_EXERCISE GOAL_.
Pick up the page on military jargon after its final sentence and keep writing.

_EXCERPTED TEXT_.
--
Ask the Moron, version 2.0

We were having an interesting discussion over at The Castle about jargon, and how the language of the services can serve to separate people. Many folks like to follow milblogs, but have a hard time keeping up with the conversation because they don’t understand all the acronyms or the vocabulary.

One of the goals of this blog has always been to translate Milspeak into plain English. Is there a term or expression you don’t understand? Now’s your chance to ask. And I’ll remind readers of an old Army saying. The only dumb question is the one that didn’t get asked.

9 thoughts on “Ask the Moron, version 2.0”

  1. Xbrad,
    I read Lex, daily. I have sent him money, that is how much I like him. I am often over my head in the comments there. The Castle is really good I do not have probs there. I saw the post, but I am frankly uncomfortable in commenting on pure military sites. I only comment at Lex when it is a non military post. I read the Castle and Blackfive, and never comment there. I am not military. most sites the acronyms are not a prob. The Navy is the hardest to understand. And I read Galrahn Cdr Salamander, Stealscribe, Molten Eagle, and others. Still miss a ton of acronyms.
--
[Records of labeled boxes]
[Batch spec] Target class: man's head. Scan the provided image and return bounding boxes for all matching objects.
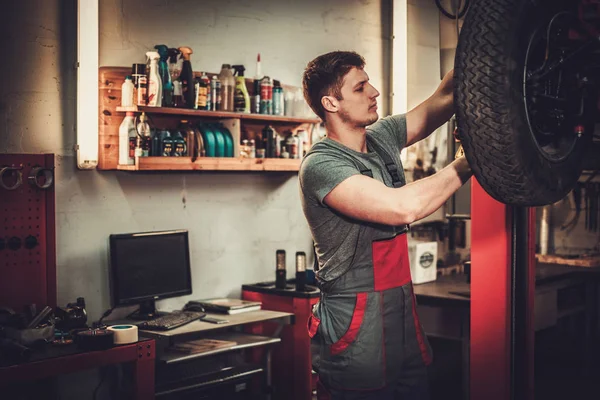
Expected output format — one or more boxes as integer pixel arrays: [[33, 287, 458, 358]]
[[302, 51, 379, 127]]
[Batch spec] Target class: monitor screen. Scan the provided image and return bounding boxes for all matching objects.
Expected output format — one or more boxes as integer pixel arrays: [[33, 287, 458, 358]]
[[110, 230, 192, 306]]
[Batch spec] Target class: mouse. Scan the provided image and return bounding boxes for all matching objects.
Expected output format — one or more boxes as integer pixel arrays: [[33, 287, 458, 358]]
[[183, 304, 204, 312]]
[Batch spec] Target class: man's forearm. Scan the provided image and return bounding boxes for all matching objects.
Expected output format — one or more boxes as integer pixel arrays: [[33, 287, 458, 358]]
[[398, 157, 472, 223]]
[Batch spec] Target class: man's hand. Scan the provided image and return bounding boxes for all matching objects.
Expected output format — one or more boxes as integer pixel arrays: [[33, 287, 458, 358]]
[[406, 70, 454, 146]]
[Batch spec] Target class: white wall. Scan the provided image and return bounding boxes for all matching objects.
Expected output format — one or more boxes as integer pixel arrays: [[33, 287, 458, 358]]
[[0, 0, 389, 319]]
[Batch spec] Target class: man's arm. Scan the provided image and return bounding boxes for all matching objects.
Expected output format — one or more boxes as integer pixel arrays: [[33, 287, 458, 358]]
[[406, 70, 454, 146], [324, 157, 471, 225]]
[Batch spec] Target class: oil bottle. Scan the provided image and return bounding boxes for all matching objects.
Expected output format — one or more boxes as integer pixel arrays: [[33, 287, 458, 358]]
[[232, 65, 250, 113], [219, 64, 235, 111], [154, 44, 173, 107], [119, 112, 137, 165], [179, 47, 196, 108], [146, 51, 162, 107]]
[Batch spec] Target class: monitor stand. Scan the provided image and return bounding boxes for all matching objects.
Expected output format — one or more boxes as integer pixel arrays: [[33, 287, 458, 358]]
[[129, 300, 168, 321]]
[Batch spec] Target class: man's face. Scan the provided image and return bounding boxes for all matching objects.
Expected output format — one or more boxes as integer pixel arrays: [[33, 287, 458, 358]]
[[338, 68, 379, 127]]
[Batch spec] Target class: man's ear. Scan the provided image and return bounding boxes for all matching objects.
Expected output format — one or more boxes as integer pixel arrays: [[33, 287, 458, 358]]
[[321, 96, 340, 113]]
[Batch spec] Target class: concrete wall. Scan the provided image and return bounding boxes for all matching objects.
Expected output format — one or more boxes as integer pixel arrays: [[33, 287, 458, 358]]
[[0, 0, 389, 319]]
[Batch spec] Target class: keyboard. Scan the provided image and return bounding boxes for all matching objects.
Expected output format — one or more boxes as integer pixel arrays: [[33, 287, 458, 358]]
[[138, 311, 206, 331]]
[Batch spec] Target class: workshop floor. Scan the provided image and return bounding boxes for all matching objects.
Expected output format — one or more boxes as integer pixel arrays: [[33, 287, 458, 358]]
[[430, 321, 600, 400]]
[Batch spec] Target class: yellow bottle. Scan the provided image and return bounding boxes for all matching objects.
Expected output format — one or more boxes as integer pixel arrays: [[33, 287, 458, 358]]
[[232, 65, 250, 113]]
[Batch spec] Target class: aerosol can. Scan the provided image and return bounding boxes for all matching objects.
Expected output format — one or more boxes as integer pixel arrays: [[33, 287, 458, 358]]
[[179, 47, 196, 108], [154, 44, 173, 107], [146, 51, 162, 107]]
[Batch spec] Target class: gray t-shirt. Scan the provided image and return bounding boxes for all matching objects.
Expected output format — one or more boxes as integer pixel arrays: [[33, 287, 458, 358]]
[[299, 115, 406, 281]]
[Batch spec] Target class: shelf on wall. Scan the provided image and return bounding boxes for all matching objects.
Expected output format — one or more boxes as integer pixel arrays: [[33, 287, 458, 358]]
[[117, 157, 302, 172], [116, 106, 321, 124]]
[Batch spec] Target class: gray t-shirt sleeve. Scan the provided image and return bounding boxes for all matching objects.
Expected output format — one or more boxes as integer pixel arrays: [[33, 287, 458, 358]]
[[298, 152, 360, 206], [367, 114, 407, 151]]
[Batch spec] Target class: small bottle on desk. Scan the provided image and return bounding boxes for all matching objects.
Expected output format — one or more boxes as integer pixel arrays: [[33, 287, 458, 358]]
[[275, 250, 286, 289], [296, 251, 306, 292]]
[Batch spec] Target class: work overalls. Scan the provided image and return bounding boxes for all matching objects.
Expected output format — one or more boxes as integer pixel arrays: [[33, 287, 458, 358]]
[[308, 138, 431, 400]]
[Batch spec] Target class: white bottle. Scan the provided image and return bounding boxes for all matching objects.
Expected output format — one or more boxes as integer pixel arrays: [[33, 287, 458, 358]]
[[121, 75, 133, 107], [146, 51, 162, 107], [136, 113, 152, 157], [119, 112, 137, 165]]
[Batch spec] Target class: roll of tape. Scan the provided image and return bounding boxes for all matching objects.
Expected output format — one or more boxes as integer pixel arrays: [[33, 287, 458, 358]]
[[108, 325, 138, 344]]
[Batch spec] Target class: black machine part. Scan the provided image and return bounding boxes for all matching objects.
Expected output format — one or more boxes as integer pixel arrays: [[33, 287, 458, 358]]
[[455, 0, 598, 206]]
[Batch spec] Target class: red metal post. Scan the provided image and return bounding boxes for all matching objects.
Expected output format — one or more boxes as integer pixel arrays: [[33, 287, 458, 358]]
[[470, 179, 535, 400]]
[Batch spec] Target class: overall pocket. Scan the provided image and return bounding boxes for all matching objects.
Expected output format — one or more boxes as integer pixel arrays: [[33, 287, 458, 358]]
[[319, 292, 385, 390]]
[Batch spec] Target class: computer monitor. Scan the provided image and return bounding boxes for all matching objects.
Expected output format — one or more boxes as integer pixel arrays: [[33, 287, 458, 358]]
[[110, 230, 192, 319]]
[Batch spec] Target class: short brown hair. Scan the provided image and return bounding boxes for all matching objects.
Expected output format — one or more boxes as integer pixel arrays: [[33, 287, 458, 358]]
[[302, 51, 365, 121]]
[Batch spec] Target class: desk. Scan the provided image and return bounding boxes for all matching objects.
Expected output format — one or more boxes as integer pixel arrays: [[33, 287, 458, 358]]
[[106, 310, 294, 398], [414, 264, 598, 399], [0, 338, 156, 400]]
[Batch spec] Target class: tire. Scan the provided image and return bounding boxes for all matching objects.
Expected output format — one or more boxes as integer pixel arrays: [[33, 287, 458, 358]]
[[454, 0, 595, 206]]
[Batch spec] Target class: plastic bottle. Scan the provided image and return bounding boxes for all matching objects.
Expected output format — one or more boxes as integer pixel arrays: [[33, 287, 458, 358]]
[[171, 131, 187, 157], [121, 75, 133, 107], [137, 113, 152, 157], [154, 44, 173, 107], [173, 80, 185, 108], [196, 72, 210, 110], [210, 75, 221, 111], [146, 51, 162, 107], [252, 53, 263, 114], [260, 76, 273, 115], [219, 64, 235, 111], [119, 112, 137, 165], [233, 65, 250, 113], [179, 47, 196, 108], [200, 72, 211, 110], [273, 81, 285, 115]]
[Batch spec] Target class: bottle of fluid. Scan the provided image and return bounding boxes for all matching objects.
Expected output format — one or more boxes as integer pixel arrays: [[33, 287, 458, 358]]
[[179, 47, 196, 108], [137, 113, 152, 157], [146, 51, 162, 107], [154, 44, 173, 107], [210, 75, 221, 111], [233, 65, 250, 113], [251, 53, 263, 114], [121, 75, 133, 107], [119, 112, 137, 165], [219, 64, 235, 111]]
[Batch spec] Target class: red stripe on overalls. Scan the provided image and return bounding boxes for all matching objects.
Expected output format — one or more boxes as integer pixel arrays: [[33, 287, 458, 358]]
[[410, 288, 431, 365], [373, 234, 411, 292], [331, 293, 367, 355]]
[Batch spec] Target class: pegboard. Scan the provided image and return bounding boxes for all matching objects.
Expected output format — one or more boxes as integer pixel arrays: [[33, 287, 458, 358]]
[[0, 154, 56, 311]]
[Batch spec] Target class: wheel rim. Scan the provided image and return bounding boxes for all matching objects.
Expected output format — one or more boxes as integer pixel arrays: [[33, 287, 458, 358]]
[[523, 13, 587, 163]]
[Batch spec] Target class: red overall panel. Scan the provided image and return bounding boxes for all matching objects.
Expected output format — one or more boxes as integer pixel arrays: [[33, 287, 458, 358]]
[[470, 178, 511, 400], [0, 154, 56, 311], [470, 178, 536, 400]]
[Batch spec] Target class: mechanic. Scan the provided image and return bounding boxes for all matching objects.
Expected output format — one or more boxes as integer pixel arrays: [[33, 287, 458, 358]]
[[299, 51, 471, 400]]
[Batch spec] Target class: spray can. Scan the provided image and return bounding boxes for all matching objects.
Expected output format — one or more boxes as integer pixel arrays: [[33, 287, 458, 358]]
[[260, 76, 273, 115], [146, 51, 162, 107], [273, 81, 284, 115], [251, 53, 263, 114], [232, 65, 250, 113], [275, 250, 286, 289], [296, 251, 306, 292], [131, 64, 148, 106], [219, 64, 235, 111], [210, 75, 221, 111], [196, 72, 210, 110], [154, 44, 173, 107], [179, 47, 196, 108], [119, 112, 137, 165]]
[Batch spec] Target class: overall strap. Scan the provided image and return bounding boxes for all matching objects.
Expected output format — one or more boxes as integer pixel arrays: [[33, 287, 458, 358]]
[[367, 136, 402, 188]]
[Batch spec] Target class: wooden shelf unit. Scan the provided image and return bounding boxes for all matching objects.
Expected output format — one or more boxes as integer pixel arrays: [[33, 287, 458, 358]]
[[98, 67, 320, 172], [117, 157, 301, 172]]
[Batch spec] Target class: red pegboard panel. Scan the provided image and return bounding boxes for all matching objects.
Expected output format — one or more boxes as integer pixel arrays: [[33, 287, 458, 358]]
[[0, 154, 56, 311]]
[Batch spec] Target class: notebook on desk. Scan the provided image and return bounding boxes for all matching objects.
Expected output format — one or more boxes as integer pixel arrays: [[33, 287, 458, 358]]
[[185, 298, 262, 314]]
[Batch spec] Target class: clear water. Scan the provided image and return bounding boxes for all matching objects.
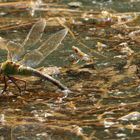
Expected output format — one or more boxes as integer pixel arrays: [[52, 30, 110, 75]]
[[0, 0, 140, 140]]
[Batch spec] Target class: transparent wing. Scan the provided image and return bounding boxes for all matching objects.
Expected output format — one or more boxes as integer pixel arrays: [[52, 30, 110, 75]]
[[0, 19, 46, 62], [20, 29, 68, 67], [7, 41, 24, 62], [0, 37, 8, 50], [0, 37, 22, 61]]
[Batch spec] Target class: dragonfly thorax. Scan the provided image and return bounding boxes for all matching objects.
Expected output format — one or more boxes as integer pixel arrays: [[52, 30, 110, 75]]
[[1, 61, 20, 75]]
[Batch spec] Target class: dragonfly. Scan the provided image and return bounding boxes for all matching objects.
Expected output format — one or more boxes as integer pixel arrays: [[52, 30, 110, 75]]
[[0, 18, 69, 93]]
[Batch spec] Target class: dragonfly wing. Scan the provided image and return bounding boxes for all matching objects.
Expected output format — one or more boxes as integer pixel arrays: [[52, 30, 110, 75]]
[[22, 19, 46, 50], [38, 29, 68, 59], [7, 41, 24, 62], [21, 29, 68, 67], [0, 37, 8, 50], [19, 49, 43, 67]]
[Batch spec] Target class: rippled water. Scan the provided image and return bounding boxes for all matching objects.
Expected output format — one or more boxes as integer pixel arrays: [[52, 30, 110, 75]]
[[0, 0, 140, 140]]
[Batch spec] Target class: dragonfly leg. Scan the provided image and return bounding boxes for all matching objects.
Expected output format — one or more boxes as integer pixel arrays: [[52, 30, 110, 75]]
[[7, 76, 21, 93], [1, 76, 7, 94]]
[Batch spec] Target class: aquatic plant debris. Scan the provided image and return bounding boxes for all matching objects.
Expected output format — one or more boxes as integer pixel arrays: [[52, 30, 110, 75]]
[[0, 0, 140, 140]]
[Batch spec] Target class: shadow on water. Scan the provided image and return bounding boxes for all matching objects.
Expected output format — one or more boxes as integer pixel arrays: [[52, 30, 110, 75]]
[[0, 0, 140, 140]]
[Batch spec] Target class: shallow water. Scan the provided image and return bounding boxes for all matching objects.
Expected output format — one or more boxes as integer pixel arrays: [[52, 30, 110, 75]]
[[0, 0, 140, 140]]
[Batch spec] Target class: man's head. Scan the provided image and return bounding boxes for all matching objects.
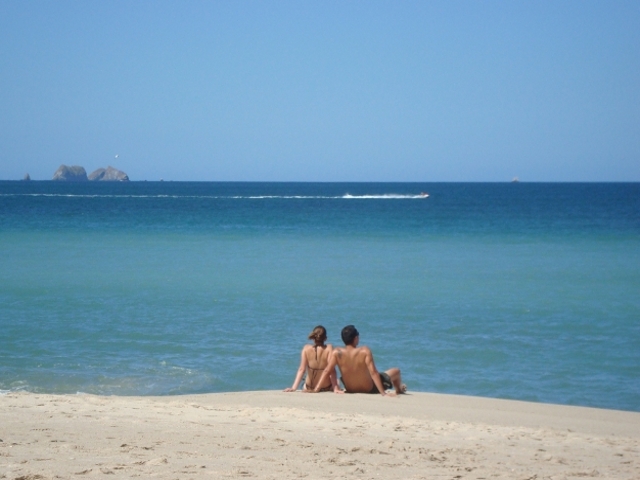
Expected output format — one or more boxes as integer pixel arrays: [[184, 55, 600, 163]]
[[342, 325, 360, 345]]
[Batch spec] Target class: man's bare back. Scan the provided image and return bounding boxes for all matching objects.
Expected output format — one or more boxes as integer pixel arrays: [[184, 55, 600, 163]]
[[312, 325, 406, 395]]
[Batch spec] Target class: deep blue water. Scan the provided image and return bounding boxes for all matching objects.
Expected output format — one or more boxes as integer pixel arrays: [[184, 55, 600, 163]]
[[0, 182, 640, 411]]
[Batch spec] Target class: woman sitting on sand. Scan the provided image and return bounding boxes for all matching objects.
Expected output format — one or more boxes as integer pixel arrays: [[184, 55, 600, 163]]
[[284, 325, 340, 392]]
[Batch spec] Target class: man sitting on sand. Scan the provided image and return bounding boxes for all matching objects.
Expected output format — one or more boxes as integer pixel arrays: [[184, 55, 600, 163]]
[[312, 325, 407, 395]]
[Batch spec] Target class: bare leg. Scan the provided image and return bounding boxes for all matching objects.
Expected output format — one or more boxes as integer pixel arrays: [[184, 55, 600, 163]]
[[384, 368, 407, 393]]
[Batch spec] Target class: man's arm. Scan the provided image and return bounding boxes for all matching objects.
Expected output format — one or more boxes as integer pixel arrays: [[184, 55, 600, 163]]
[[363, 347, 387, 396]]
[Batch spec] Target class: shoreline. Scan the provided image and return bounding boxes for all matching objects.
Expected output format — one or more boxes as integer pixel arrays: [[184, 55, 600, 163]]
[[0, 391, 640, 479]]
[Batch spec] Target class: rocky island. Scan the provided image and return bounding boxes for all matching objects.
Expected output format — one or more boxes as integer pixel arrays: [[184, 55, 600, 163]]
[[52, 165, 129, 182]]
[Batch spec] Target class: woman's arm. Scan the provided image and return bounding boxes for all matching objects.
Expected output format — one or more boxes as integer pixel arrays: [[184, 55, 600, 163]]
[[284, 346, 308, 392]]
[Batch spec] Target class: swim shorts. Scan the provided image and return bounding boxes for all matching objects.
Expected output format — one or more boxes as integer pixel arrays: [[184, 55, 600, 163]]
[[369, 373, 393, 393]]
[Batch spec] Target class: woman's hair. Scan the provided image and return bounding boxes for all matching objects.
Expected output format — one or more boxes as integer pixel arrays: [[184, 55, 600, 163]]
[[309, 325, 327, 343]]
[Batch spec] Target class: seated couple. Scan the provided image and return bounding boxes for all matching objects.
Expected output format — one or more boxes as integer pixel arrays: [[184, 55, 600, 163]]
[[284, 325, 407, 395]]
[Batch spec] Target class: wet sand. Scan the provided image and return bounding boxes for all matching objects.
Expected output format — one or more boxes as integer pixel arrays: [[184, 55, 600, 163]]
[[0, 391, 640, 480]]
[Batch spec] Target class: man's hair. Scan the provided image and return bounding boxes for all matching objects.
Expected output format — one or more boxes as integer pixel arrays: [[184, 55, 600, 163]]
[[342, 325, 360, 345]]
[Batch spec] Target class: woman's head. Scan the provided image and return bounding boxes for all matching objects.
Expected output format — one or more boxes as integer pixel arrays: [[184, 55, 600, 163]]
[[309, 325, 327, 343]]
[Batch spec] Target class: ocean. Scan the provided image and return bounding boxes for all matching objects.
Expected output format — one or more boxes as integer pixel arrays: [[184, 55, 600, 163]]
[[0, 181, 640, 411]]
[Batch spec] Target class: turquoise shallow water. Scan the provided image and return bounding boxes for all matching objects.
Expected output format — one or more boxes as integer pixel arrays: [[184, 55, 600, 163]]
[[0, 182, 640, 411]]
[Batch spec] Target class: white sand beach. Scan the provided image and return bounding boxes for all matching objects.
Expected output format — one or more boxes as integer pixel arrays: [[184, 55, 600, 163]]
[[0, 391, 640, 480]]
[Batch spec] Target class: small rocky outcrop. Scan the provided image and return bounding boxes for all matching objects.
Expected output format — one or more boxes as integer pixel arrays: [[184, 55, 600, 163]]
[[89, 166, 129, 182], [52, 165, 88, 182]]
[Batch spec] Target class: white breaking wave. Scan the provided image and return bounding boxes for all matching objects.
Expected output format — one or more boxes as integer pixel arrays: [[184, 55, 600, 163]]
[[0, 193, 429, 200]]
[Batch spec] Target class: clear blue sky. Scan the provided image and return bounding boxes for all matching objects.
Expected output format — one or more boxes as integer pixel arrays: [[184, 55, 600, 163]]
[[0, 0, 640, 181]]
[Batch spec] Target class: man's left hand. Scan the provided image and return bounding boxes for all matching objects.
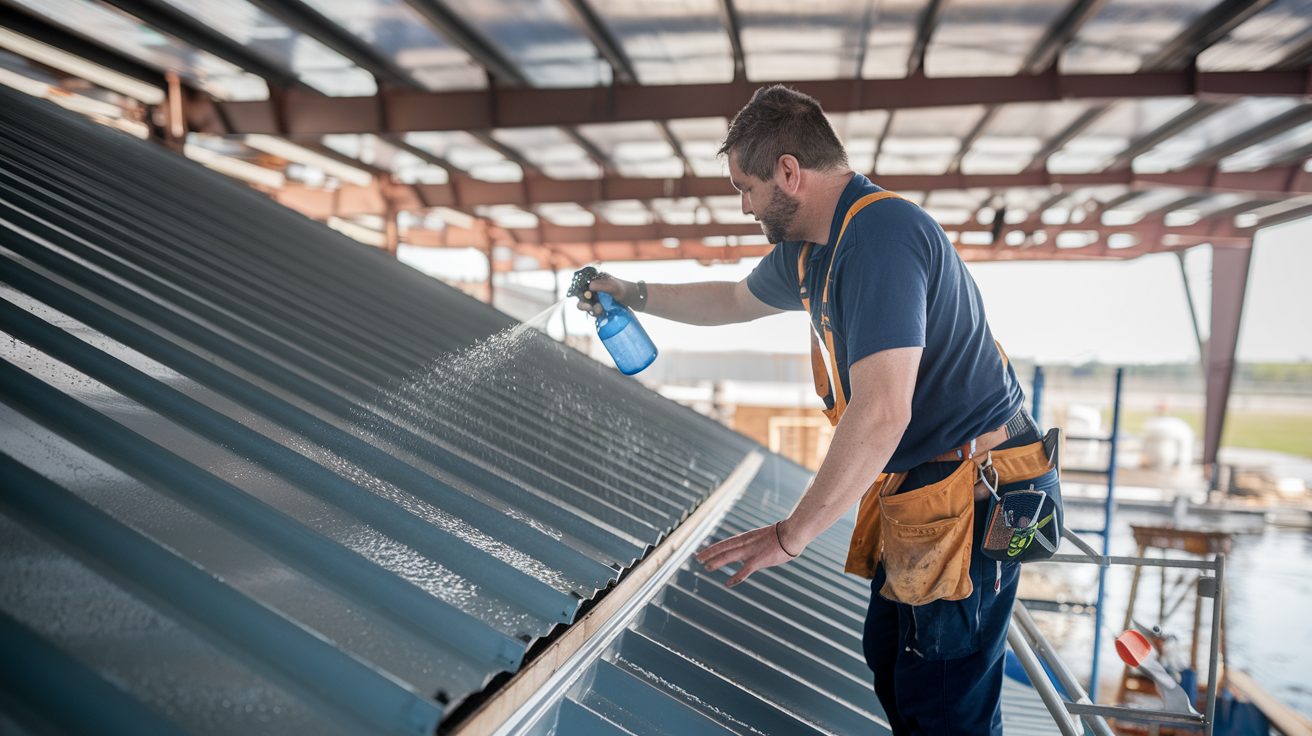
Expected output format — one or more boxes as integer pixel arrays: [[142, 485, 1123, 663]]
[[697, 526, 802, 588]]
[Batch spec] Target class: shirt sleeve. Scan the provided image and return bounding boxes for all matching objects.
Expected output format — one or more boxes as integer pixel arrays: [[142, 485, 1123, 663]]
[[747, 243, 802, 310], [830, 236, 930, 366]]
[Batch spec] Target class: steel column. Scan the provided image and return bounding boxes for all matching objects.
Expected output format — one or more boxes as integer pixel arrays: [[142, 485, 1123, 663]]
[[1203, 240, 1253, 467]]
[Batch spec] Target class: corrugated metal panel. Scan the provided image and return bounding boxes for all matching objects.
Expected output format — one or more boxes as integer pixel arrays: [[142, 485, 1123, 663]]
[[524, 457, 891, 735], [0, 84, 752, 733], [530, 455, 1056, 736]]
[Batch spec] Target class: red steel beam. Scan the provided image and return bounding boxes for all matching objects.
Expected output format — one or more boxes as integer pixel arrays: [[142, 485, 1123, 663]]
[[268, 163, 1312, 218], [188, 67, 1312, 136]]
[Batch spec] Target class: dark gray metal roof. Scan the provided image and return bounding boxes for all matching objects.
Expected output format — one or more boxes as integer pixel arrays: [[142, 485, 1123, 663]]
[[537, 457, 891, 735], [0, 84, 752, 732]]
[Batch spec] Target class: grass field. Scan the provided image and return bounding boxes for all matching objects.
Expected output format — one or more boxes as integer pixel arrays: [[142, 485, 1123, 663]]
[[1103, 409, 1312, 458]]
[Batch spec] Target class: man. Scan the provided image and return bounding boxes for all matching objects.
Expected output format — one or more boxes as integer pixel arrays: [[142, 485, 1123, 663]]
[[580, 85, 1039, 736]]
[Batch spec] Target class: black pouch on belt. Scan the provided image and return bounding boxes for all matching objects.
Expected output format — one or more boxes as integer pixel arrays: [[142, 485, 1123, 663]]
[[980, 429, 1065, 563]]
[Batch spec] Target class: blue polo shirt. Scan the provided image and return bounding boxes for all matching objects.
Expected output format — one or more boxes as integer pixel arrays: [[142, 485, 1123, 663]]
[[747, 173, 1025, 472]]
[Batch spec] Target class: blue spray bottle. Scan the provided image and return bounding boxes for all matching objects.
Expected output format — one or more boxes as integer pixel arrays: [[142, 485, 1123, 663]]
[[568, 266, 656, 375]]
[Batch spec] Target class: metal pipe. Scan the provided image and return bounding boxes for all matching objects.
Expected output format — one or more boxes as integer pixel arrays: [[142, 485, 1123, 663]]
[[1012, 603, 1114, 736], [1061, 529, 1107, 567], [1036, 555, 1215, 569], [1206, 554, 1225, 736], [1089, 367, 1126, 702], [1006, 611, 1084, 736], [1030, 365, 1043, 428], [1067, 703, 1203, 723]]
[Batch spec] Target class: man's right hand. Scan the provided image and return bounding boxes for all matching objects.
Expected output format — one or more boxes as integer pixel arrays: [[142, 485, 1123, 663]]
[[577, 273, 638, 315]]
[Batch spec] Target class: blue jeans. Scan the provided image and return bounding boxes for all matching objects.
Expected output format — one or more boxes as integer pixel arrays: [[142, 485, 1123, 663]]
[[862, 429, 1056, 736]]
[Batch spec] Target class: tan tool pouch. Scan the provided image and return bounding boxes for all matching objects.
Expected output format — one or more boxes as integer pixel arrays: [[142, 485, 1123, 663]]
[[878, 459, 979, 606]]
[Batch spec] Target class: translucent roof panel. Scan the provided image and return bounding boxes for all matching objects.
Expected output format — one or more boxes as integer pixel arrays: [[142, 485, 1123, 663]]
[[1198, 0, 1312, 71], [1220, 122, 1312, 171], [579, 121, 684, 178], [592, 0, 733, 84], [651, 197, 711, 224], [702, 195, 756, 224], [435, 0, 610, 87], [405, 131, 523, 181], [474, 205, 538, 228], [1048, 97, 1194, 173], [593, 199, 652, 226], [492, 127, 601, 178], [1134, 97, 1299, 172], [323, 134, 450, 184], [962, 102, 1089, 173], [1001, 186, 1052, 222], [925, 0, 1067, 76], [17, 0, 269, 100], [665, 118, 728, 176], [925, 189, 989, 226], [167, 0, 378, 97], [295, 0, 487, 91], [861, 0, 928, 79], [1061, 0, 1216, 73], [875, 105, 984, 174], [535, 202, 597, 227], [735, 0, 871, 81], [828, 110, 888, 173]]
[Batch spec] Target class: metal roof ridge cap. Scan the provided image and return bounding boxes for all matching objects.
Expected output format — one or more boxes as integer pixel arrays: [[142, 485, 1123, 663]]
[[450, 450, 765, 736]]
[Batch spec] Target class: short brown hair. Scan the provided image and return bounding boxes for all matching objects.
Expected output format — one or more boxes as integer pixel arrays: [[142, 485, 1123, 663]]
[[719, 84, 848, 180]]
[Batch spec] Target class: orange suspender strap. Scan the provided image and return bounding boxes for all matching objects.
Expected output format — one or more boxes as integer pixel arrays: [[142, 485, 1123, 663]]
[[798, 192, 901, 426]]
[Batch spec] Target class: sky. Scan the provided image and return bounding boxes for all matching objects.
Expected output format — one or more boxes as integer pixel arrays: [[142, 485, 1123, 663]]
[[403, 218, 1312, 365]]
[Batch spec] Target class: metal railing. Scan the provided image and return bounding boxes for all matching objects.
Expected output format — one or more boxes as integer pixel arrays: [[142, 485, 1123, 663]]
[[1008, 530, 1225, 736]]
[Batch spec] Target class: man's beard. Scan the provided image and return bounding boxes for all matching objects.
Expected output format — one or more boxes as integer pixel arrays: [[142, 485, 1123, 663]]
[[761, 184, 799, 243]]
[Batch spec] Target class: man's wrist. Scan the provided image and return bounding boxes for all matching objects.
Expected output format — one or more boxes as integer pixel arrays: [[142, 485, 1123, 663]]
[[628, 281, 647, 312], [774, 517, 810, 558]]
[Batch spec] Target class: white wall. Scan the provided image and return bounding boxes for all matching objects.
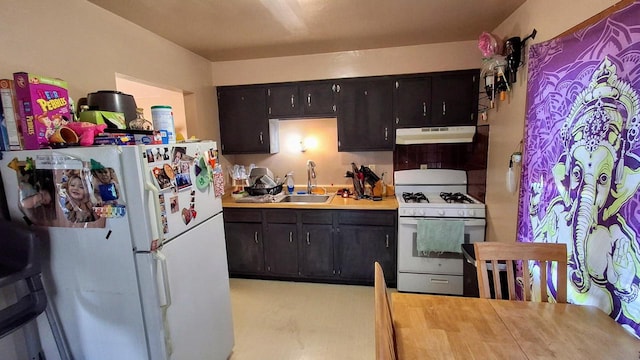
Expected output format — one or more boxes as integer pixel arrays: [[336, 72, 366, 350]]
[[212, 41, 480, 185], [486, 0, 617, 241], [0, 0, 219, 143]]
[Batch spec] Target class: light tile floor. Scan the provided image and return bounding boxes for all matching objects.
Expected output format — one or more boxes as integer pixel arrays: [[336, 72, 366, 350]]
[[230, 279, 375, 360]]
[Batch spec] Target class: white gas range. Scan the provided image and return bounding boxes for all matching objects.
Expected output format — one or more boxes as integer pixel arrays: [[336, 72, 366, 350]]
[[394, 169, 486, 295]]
--
_ANSWER TO THE EXERCISE_.
    To me you are ex mil, and a great resource, the others, are professional milblogs. I read and learn, and feel free to ask you questions. The others, Never.

  2. Not to diss you, I respect what you do. But you are still (affectionately) a Moron! and as such, one of us. Not them. (I hope you know what I am saying)

  3. Okay, I’ll bite. I know there might be books, websites, manuals, etc. out there that lay out what I’d like to know. If so, giving me directions to accutare sources will be sufficient!

    Basic building blocks of organization: smallest unit to largest, so that when I see C Company, Delta Battery, 1/2 HHC, or 4ID I know what they’re referring to and where it fits into the hierarchy.

    This is another question that might be answered by a point to a good reference:

    Function and distinction of different units. Motorized as opposed to armoured (light vs heavy) or to something like Stryker Brigade.

    The third is a more general question about the hightest levels, comes in when terms like NORTHCOM, CENTCOM, or NATO come in. Reference?

    I realize these terms are mostly army and that other services have other terms and mthod of organization. I’d rather stick to one at a time!

  4. Maggie,

    The smallest unit you will see described in an address is normally the Company, a Troop (which is a Company sized element in the Cavalry) or a Battery (which is a company sized element in the Artillery or Air Defense Artillery). The abbreviations for them are CO, TRP and BTY.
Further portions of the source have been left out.